VORLIEGENDER TEXT:
- - - - - - -
Frage einfach beim Händler nach, ob sie es dir schnell und unkompliziert austauschen können. Falls nein: Das Label bekommst du via Email direkt von UPS und sollte heute oder morgen (erfahrungsgemäß) bei dir eintreffen. Dann geht es in der Regel recht fix, bis zum Eintreffen bei uns im Lager und dem Rückversand zu dir.


----------



## Goyoma (4. August 2014)

Ist es eigentlich möglich ein Testsample der H55 zu bekommen?

Habe ihnen eine private Nachricht geschickt, leider noch ohne Antwort.

Gruß


----------



## SpeCnaZ (4. August 2014)

@Goyoma Du solltest viell. Corsair per Email anschreiben  also auf der Webseite ne Email finden


----------



## Goyoma (4. August 2014)

SpeCnaZ schrieb:


> @Goyoma Du solltest viell. Corsair per Email anschreiben  also auf der Webseite ne Email finden



Das habe ich bereits gesucht.. Ich musste mich dort erst anmelden um den Support zu erreichen.

Bei Xilence und Cooler Master ging das einfacherer.


----------



## TobiMoesi (4. August 2014)

ich werde denen ma ne mail zukommen lassen und mich dann hier wieder melden


----------



## TobiMoesi (4. August 2014)

Ich habe grade die Mail von UPS bekommen, da steht jetz kein Datum wann die kommen?
Brauch ich die Mail jetzt überhaupt ?


----------



## Bluebeard (4. August 2014)
- - - - - - -
AUFGABENLISTE:
1. Beantworte die folgenden Fragen zum Text.
(a) Von welchem Unternehmen kommt laut dem ersten Absatz das Label per E-Mail?
(b) Von welchem Produkt möchte Goyoma ein Testsample bekommen?
(c) Was musste Goyoma auf der Corsair-Webseite zuerst tun, um den Support zu erreichen?
2. Schreib den Abschnitt des Textes von „Frage einfach beim“ bis „Rückversand zu dir.“ ab und tausche dabei „UPS“ gegen „DHL“ aus.
- - - - - - -
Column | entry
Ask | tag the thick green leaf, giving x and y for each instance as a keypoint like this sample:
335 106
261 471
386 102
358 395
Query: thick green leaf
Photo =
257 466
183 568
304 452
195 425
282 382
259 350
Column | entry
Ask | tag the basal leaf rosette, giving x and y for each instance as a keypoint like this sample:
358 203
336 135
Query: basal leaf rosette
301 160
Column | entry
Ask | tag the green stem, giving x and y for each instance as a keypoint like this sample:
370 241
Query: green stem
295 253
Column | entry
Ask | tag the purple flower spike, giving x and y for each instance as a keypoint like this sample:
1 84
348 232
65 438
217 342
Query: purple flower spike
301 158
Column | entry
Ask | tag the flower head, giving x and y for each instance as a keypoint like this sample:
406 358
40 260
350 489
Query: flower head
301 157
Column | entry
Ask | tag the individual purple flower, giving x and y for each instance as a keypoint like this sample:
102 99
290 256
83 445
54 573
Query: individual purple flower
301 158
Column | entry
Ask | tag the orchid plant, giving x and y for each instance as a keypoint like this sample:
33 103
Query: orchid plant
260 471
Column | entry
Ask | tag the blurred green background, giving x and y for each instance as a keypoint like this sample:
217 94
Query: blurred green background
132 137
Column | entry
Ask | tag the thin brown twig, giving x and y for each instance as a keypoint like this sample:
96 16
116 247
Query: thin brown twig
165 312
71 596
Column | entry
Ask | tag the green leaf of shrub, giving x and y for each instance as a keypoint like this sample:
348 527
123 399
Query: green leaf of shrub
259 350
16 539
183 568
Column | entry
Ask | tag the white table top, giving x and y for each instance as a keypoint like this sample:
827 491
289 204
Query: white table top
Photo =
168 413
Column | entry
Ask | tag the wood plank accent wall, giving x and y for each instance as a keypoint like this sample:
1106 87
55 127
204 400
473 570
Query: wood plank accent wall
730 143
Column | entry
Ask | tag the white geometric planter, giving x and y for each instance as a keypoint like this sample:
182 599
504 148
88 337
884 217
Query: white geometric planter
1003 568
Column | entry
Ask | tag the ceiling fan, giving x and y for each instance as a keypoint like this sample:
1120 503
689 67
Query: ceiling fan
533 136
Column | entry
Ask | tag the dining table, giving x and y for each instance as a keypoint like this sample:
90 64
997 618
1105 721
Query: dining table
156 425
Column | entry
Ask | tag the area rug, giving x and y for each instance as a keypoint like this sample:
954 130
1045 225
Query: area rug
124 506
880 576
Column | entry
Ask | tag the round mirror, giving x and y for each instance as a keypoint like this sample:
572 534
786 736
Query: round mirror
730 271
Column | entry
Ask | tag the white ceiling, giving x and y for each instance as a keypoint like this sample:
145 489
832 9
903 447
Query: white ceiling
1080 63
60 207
- - - - - - -
VOLLSTÄNDIGE LÖSUNGEN:
1.
(a) Von UPS.
(b) Von der H55.
(c) Sich dort anmelden.

2.
Frage einfach beim Händler nach, ob sie es dir schnell und unkompliziert austauschen können. Falls nein: Das Label bekommst du via Email direkt von DHL und sollte heute oder morgen (erfahrungsgemäß) bei dir eintreffen. Dann geht es in der Regel recht fix, bis zum Eintreffen bei uns im Lager und dem Rückversand zu dir.